*Requirement*.
In the rows running from the line with "Where can the triangular" through the end of the rows, both ends included, replace "sky reflection" with "mirrored sky" and change nothing else. Return only those lines, without the pictures.

-=-=-=-=-

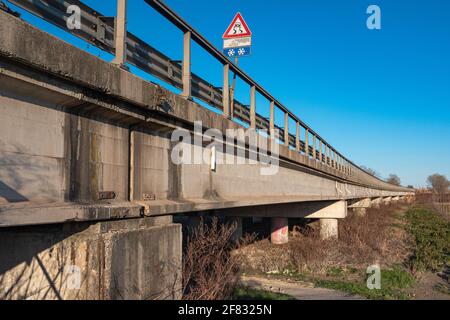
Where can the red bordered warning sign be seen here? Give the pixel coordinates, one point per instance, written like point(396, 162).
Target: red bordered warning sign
point(237, 29)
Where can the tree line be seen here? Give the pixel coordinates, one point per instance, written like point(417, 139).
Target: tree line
point(438, 183)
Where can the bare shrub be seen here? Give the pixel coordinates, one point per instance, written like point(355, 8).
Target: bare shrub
point(377, 237)
point(307, 251)
point(210, 268)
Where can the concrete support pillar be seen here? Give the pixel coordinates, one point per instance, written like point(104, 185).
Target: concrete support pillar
point(328, 229)
point(280, 230)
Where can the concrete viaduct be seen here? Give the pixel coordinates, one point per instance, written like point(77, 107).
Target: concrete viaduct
point(88, 188)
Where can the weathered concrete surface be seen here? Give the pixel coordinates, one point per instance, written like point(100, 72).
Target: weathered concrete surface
point(130, 259)
point(74, 126)
point(308, 210)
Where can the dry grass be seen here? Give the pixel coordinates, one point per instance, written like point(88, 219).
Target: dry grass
point(210, 266)
point(377, 237)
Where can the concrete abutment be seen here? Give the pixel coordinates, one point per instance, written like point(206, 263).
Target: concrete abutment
point(120, 260)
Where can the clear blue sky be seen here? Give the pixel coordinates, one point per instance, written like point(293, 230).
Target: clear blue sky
point(380, 97)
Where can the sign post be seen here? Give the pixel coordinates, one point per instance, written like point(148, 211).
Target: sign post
point(237, 42)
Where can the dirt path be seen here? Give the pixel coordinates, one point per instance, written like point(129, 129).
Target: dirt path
point(297, 290)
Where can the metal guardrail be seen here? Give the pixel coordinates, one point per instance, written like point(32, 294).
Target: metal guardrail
point(101, 32)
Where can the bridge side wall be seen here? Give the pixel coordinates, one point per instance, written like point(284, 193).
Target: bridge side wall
point(134, 259)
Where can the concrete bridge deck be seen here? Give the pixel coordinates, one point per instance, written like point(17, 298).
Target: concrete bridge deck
point(74, 127)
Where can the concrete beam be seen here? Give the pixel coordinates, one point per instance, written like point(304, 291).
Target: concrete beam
point(364, 203)
point(138, 259)
point(376, 203)
point(309, 210)
point(387, 200)
point(360, 207)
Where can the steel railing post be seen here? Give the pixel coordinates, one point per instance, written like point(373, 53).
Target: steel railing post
point(286, 129)
point(187, 65)
point(226, 92)
point(253, 107)
point(272, 119)
point(314, 147)
point(307, 143)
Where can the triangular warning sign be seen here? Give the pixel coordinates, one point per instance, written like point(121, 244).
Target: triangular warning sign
point(237, 29)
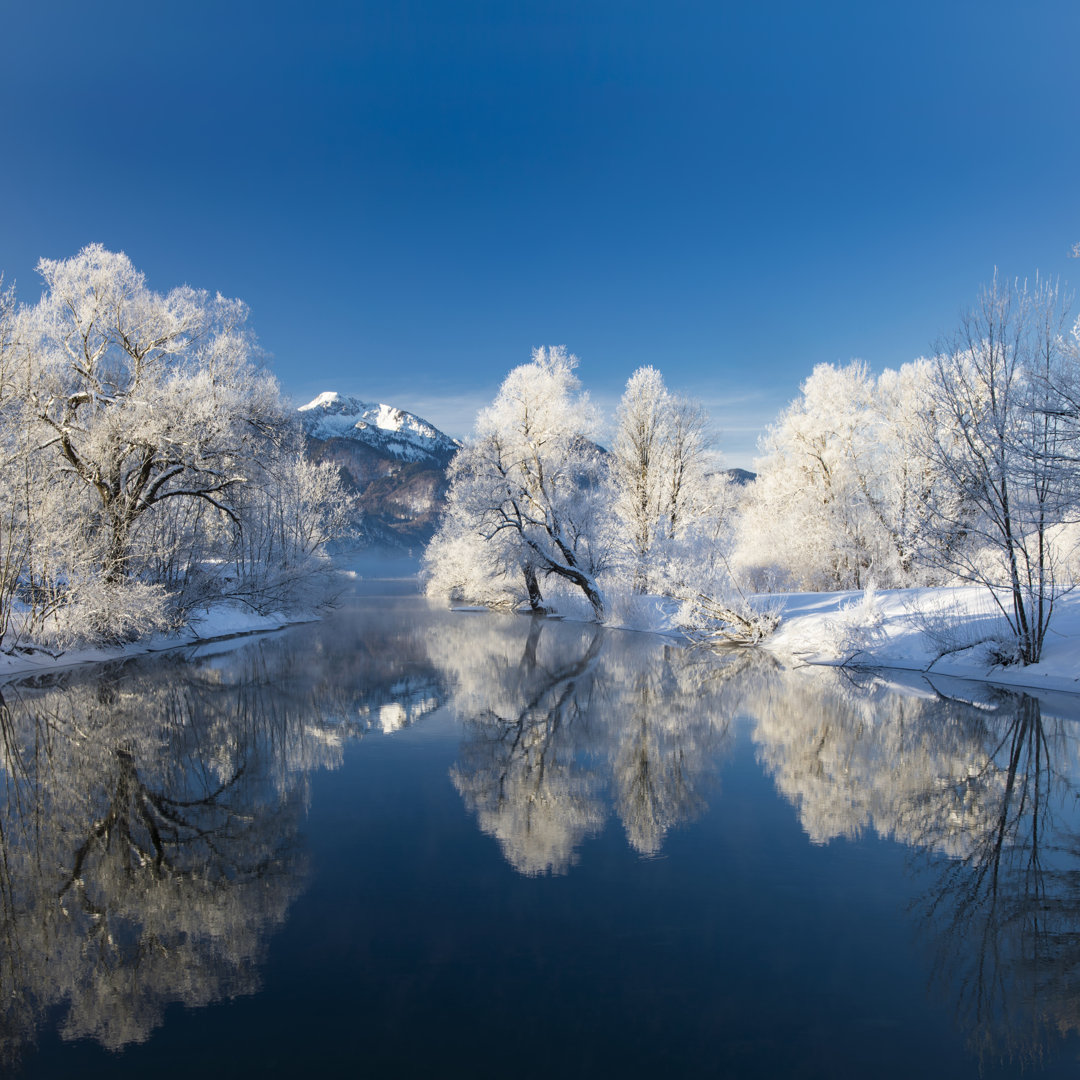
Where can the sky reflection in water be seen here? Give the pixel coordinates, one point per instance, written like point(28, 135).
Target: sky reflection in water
point(409, 839)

-=-=-=-=-

*Written solution*.
Where can the triangular warning sign be seen here? Give the pixel coordinates, one point per instance, written like point(121, 244).
Target: triangular warning sign
point(237, 29)
Where can the mirrored sky in water be seen here? Give the pixel coordinates, one point per instance, written like point(28, 135).
Target: mirrored sky in water
point(409, 839)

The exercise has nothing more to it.